→ **ЧТО ТРЕБУЕТСЯ**:
Ответьте на вопросы по тексту о детских театральных впечатлениях:
1. Какую пьесу Шиллера впервые показала мать в театре Шиллера?
2. Кто исполнил «Песнь о колоколе» на шиллеровском юбилее 1909 года в Немецком театре?
3. Что преимущественно ставили в театре Талия?

→ **ИСХОДНЫЙ ТЕКСТ**:
Ок. 1910. Почтовая открытка
Фрици Массари. 1916
В мои одиннадцать или двенадцать лет мать впервые привела меня в театр Шиллера, чтобы по обычаю, принятому в еврейских семьях, показать мне какую-нибудь из шиллеровских пьес. В моём случае это был «Вильгельм Телль». Я живо помню празднование шиллеровского юбилея в 1909 году в Немецком театре, где Йозеф Кайнц в переполненном зале даже не декламировал, а «исполнял» «Песнь о колоколе». Родители позаботились о том, чтобы мы все своими глазами увидели это торжество, надеясь, что оно произведёт на нас сильное впечатление. На меня, однако, это представление не оказало сильного эффекта, я и вообще остался в высшей степени равнодушен к театру.
Я прочёл немало театральных драм (например, всего Ибсена и большинство пьес Стринберга), но никогда не испытывал потребности увидеть их на сцене. Моя мать, которая буквально бредила театром, иногда отправляла меня в Шиллер-Театр-Ост на Валльнерштрассе, где шли пьесы Шиллера, Гёте и Клейста. Пару раз я побывал в театре Талия, в минутах ходьбы от нашего дома, в котором давали преимущественно оперетты. Там за несколько лет до начала Первой мировой войны я увидел восходящую звезду Фрици Массари в одной оперетте, единственной, что я посетил в Германии до моей эмиграции. Но это не значит, что я совсем не был знаком с популярными опереттами, которыми в то время все увлекались. Они помимо моей воли вливались мне в уши из граммофонов, с оркестровой музыкой на катке в Ботаническом саду на Потсдамер Штрассе или в ледовом дворце рядом с Байрише плац. Моя память отличается невероятной восприимчивостью к вещам излишним (до сих пор мне, к сожалению, свойственной), так что я и теперь могу мурлыкать про себя песни времён гимнастического клуба, которые мы распевали, маршируя на занятиях. К несчастью, мне так и не довелось встретить ангела, который заменил бы в моей памяти все эти и им подобные запасы на нечто более насущное. Среди множества магических рецептов, которые я изучил в своей жизни, я не нашёл ни одного, который помог бы мне совершить подобный обмен.

→ **ИСХОДНЫЕ ДАННЫЕ**:
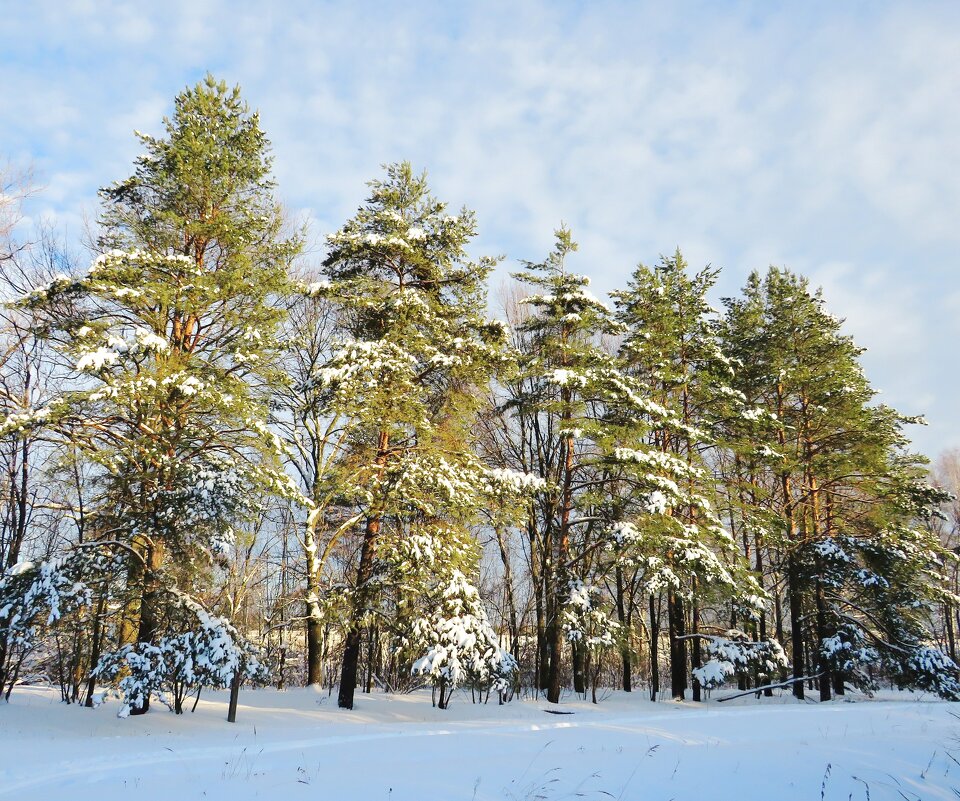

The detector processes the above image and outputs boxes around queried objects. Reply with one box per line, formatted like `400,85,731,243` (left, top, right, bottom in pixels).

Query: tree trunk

→ **ВАШЕ РЕШЕНИЕ**:
1. «Вильгельм Телль».
2. Йозеф Кайнц.
3. Оперетты.